◆ **Entries supplied**:

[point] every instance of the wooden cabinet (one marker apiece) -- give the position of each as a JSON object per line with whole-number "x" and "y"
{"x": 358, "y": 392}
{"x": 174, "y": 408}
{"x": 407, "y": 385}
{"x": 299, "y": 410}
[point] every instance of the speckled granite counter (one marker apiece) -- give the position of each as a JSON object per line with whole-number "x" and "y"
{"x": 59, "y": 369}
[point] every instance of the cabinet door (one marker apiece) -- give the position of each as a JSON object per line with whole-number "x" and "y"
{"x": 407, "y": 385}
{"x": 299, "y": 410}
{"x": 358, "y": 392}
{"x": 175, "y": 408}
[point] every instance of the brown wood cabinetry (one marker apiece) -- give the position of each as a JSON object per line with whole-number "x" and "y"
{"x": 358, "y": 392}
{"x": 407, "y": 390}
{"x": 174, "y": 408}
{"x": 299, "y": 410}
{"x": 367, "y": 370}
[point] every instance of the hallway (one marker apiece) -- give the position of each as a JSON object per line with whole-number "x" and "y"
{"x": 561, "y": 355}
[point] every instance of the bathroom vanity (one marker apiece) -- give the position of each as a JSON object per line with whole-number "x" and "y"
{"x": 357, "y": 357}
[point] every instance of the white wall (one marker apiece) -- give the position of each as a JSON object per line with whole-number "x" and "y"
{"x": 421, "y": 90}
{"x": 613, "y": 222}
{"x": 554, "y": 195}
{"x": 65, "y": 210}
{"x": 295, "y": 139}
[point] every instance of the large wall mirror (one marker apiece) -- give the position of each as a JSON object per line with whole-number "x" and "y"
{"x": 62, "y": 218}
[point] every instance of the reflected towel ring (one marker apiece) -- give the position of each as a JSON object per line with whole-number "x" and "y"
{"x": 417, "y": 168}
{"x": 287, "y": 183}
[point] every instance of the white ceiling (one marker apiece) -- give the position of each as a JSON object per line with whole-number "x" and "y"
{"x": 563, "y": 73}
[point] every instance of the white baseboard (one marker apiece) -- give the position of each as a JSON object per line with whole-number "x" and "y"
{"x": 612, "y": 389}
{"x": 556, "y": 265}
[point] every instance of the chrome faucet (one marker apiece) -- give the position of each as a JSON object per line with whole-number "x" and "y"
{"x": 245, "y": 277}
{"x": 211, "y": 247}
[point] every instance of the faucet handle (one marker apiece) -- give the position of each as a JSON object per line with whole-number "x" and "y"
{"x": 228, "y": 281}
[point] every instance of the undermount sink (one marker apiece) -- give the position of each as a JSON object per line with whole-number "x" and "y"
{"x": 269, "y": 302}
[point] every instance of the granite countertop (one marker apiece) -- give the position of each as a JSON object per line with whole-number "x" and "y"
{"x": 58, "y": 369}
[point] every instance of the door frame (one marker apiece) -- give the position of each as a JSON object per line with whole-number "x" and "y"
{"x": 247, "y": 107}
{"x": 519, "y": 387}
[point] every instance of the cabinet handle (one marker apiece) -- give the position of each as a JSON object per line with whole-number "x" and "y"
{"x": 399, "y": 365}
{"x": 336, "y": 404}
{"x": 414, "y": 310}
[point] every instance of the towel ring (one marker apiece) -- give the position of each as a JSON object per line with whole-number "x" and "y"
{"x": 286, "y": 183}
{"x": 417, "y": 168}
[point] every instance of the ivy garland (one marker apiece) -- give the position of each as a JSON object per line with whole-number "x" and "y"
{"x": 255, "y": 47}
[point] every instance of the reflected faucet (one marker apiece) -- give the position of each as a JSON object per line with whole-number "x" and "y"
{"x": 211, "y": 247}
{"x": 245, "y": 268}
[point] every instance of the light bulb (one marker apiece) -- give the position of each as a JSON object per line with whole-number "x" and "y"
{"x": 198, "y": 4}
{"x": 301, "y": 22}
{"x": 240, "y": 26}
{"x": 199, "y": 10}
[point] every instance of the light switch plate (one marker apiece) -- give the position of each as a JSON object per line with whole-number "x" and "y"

◆ **About this task**: Produce an exact repeat of the lines from the one containing "[point] every instance of the door" through the last line of the data, and nothing more.

◆ **Response**:
[point] every instance of the door frame (one marker apiece) -- give the position of each as a JSON object per line with whole-number "x" and "y"
{"x": 247, "y": 107}
{"x": 519, "y": 387}
[point] every instance of the cabinet handle (one marker apiece) -- give the position of each as a JSON object per line with whole-number "x" and "y"
{"x": 399, "y": 365}
{"x": 336, "y": 404}
{"x": 414, "y": 310}
[point] every instance of the towel ring (one marker apiece) -- give the position of each as a JSON object per line with whole-number "x" and "y"
{"x": 286, "y": 183}
{"x": 417, "y": 168}
[point] every instance of the ivy garland (one marker apiece) -- give the position of each as a JSON object per line with whole-number "x" and "y"
{"x": 255, "y": 47}
[point] every instance of the reflected faucet (one marker apiece) -- give the position of each as a JSON object per line with whole-number "x" and "y"
{"x": 211, "y": 247}
{"x": 245, "y": 268}
[point] every instance of the light bulb (one marker apiece) -- give the position of each as a JSON object per line with whole-number "x" and "y"
{"x": 198, "y": 4}
{"x": 301, "y": 22}
{"x": 240, "y": 26}
{"x": 199, "y": 10}
[point] every instance of the light switch plate (one marker apiece) -- give the position of each as a JSON object per line with whole-number "x" and "y"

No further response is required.